Sayfa
##############################

Malını gemilerle taşıtan tüccar navlun parasını peşin vermek istemediğinden her seferinde gemi kaptanlarını oyalayıp;
"Hele peynirler sağ salim varsın, istediğin parayı fazla fazla veririm," diye vaatlerde bulunurmuş.
Madrabaz ve cimri olan bu tüccarın vaatlerine birkaç kez aldanan gemi kaptanlarından birisi, peynirleri yükleyip İzmir'e doğru yola çıkmak üzere iken diklenmiş:
- Efendi!.. Tayfalarıma para ödeyeceğim. Geminin kalkması için masraflarım var. Navlunu peşin ödemezsen Sarayburnu'nu bile dönmem, diye diretmiş.

##############################

Listelenen Satırlar
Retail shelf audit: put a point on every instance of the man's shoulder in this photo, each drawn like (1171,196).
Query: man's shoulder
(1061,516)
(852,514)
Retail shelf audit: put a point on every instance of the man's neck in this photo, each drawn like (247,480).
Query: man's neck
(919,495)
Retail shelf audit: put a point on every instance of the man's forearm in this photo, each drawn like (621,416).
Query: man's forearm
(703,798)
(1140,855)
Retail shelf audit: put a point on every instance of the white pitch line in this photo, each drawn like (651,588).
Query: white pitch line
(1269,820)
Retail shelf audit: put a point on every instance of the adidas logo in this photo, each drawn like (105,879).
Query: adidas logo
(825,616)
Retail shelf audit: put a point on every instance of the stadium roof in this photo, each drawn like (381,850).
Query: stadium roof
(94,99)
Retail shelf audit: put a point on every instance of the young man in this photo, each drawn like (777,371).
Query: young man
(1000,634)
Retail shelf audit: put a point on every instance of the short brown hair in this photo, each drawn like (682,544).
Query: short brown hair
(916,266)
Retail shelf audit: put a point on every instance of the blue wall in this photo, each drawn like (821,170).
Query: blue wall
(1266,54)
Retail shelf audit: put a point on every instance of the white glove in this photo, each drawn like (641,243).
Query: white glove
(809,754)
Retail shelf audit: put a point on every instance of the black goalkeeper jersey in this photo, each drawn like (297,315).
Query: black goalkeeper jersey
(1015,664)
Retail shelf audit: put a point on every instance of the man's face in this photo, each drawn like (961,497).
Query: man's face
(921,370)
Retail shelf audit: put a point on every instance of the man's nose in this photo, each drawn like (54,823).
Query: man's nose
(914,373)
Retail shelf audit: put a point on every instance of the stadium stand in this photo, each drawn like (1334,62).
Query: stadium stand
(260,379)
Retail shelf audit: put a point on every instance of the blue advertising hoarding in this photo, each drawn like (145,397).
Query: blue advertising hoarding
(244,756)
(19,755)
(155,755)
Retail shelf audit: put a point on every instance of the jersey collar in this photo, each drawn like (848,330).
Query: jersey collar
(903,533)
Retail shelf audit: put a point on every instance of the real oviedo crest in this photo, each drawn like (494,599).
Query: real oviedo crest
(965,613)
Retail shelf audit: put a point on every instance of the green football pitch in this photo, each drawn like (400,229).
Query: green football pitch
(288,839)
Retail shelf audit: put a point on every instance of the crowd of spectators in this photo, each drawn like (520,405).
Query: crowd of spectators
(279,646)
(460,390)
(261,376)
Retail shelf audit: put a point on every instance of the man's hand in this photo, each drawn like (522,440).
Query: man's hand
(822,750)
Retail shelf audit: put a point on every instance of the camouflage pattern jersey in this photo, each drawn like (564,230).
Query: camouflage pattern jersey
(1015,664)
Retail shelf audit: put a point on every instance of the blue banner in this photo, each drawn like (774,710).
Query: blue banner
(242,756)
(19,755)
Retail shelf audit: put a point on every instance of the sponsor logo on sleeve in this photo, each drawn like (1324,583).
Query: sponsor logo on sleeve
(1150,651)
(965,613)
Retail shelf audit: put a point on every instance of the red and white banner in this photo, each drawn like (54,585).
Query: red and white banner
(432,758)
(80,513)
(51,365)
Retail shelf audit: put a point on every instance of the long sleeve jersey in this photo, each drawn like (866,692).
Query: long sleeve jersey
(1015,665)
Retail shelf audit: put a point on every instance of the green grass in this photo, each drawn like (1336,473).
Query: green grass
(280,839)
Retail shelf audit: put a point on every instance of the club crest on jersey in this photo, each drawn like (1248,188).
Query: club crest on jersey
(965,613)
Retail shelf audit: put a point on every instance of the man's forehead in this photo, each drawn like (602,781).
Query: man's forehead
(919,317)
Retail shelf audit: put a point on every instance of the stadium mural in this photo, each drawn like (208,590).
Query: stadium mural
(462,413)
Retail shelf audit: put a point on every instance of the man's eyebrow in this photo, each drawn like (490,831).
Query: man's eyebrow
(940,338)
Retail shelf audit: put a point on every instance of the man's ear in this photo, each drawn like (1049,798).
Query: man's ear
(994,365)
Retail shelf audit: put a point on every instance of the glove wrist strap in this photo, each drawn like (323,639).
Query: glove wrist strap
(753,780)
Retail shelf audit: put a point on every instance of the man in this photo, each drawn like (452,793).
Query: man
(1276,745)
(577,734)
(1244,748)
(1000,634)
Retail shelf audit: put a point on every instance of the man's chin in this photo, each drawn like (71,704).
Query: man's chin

##############################

Görevler ve Alıştırmalar
1 – Tüccar metnine göre şu ifadeler doğru mu: (a) Tüccar navlun parasını peşin vermek istemezmiş. (b) Kaptan peynirleri Sarayburnu'na götürmek üzereymiş. (c) Kaptan tayfalarına para ödeyeceğini söylemiş. Her biri için evet ya da hayır deyip kararı belirleyen sözleri metinden aynen alıntılar mısınız?
2 – Satırlardan "spectators" kelimesini içerenlerin hepsini olduğu gibi çıkarır mısınız?
Tüccar metni ile satırlar birbirinden bağımsız, ayrı malzemelerdir.

Yanıtlar
1 –
(a) Evet: "navlun parasını peşin vermek istemediğinden"
(b) Hayır: "İzmir'e doğru yola çıkmak üzere iken"
(c) Evet: "Tayfalarıma para ödeyeceğim."

2 –
Retail shelf audit: put a point on every instance of the crowd of spectators in this photo, each drawn like (520,405).
Query: crowd of spectators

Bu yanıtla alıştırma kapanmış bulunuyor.